GIVEN INSTRUCTION: Count the lines in the records below that contain the string "robe", and reply with that number alone.

━━━━━━━━

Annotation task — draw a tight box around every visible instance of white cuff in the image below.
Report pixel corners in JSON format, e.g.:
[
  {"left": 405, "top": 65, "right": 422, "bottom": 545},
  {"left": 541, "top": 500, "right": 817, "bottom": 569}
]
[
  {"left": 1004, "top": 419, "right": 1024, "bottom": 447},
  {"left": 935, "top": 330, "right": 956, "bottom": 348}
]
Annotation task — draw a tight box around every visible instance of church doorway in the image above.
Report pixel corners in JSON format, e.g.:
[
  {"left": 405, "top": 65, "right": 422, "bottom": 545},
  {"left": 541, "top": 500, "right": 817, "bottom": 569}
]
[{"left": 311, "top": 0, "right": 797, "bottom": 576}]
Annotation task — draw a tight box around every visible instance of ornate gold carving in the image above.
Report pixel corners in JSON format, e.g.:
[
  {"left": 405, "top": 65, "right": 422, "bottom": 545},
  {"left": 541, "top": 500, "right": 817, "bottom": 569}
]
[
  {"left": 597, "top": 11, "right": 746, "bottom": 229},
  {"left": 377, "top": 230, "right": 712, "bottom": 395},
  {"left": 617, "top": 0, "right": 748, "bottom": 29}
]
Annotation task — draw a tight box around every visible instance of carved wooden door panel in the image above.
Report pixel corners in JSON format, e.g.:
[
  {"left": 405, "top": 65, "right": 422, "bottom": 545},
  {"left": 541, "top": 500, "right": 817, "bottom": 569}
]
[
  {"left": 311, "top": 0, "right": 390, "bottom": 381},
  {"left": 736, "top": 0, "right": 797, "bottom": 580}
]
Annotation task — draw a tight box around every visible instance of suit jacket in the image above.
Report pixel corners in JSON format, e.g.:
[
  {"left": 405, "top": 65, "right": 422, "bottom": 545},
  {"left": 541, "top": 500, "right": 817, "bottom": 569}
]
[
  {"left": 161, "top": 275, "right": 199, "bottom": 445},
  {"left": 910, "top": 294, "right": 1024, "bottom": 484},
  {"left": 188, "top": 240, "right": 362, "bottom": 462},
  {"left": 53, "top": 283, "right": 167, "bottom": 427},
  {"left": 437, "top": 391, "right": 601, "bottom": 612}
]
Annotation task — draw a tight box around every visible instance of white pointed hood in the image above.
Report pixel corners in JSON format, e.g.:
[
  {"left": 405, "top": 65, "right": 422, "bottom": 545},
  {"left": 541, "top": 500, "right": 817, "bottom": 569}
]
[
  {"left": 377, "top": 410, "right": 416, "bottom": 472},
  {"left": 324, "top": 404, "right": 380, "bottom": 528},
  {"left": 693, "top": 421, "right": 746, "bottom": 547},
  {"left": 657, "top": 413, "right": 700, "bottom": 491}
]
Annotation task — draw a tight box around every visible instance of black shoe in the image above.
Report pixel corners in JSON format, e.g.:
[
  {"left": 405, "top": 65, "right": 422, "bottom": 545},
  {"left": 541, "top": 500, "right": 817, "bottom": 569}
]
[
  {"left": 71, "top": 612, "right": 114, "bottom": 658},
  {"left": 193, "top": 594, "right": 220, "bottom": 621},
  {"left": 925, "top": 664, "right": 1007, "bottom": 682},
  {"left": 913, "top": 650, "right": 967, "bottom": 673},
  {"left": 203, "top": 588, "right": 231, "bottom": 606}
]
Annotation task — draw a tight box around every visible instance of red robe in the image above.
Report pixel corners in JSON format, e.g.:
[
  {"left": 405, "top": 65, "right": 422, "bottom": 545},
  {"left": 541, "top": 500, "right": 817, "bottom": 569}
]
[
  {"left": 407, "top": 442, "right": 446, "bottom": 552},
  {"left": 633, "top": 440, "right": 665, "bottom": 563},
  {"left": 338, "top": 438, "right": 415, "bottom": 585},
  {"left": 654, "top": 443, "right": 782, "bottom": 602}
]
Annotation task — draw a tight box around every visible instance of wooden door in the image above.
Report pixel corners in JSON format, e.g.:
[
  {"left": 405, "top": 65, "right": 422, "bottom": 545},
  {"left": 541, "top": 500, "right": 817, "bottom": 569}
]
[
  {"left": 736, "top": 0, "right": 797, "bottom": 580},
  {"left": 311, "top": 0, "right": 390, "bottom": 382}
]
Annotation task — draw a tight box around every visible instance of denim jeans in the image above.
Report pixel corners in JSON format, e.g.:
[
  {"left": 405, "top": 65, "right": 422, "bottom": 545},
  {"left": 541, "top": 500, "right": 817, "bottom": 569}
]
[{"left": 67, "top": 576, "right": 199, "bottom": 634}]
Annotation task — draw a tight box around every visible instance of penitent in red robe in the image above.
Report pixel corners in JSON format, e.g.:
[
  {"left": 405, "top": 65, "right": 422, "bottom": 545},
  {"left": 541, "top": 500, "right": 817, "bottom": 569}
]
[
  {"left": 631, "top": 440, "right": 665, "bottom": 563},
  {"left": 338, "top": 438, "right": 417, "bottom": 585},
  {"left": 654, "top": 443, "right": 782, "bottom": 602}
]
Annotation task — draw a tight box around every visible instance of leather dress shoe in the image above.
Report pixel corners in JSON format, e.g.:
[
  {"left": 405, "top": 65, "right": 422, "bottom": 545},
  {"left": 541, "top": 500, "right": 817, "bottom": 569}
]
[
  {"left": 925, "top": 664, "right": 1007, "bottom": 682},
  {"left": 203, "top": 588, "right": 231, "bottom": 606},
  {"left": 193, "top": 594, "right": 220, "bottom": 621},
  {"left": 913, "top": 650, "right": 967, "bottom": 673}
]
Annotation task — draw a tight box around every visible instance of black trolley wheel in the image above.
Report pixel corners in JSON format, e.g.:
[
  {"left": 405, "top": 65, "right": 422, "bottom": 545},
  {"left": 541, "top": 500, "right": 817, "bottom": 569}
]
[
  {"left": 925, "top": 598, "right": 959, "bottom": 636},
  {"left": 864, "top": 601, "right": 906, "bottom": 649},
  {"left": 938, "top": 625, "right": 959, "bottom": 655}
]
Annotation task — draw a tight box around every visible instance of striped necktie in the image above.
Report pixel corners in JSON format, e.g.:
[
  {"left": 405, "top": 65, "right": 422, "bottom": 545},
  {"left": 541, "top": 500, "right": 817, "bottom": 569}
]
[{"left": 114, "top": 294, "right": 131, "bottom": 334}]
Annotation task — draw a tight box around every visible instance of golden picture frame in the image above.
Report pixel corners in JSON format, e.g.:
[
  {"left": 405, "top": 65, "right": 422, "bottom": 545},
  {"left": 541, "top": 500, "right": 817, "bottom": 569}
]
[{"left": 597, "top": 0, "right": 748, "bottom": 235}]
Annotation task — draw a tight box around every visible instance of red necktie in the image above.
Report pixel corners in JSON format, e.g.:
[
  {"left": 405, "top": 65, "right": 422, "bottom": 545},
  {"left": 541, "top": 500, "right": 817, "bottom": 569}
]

━━━━━━━━

PROBLEM SOLUTION: 2